▶ _Directions_
Reproduce every one of the records below word for word, with no changes.

==================================================

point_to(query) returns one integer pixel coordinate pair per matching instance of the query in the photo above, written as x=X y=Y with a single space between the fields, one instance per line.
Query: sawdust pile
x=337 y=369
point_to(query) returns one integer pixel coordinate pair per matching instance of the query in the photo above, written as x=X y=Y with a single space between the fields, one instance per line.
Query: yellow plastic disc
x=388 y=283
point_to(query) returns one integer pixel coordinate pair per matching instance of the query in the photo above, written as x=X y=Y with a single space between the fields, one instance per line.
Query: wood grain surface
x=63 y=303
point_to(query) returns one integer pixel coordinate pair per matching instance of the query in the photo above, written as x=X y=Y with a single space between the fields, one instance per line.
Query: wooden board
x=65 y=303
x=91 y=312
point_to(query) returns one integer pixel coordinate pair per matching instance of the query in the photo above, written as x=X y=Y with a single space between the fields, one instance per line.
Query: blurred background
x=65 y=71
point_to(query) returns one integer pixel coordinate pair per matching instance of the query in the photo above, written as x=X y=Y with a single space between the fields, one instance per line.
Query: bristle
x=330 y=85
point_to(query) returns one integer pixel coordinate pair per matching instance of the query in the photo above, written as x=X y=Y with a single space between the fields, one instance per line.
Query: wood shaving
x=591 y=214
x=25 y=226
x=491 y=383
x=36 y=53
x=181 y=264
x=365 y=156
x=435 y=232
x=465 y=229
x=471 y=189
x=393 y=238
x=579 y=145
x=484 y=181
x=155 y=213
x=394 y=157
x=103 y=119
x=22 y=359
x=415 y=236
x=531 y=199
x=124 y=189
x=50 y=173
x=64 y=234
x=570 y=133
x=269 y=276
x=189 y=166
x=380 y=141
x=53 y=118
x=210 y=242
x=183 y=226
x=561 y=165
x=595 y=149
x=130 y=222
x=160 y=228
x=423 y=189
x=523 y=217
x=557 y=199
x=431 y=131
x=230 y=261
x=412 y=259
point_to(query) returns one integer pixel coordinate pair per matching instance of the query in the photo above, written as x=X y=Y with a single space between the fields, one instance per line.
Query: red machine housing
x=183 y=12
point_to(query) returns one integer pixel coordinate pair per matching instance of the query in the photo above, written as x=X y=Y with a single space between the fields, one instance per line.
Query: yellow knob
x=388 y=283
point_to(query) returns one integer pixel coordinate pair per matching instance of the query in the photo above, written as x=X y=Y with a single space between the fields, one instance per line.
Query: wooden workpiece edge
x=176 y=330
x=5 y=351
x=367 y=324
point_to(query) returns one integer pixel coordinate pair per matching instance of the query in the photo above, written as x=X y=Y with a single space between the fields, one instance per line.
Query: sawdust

==================================================

▶ _Task response_
point_to(query) returns one integer pixel coordinate pair per matching instance of the query in the photo above, written as x=X y=Y with a single space between the fields, one instance per line.
Query: sawdust pile
x=337 y=369
point_to(query) returns one integer pixel coordinate pair per matching instance of the query in the photo above, written as x=X y=Y with a single space between the fields, one instance per line.
Query: yellow plastic disc
x=388 y=283
point_to(query) returns one integer pixel coordinate pair per matching instance of the query in the photo above, written as x=X y=Y with a single space between the fields, one instance per line.
Query: wood grain surface
x=63 y=303
point_to(query) returns one integer pixel coordinate pair per matching instance of the query in the photo above, written as x=X y=Y with a single space between the fields, one instance per line.
Query: wooden board
x=65 y=303
x=91 y=312
point_to(query) returns one integer pixel coordinate pair per matching instance of the query in the photo above, written as x=X y=Y with a single space between the fields, one instance per line.
Query: blurred background
x=65 y=71
point_to(query) returns one integer pixel coordinate pair per matching instance of the query in the photo above, written as x=X y=Y with a single space between the fields, one instance per line.
Query: bristle
x=330 y=85
point_to(query) returns one integer pixel coordinate pair per matching instance of the query in the photo above, written as x=X y=Y with a single space between the fields, one instance per line.
Query: wood shaving
x=591 y=214
x=25 y=226
x=491 y=383
x=36 y=53
x=181 y=264
x=365 y=156
x=435 y=232
x=465 y=229
x=471 y=189
x=393 y=238
x=579 y=145
x=484 y=181
x=155 y=213
x=394 y=157
x=103 y=119
x=22 y=359
x=415 y=236
x=531 y=199
x=124 y=189
x=50 y=173
x=64 y=234
x=570 y=133
x=269 y=276
x=189 y=166
x=380 y=141
x=53 y=118
x=210 y=242
x=183 y=226
x=561 y=165
x=595 y=149
x=130 y=222
x=160 y=228
x=423 y=189
x=523 y=217
x=557 y=199
x=431 y=131
x=230 y=261
x=412 y=259
point_to(query) returns one integer pixel coordinate pair per matching instance of the query in the photo above, written as x=X y=Y with a single space between the fields, one instance per line.
Query: red machine housing
x=183 y=12
point_to(query) returns one integer pixel coordinate pair per matching instance of the query in the photo above, written as x=X y=Y with a single space between the fields, one instance per line.
Query: yellow knob
x=388 y=283
point_to(query) returns one integer pixel coordinate pair per matching instance of the query in the photo above, written as x=X y=Y with a single space between the fields, one instance per line.
Query: wooden workpiece edge
x=176 y=330
x=5 y=351
x=367 y=324
point_to(query) returns one integer pixel coordinate pair per matching instance of the query in the photo above, written as x=X y=Y with a single space between the fields, one instance per line.
Query: sawdust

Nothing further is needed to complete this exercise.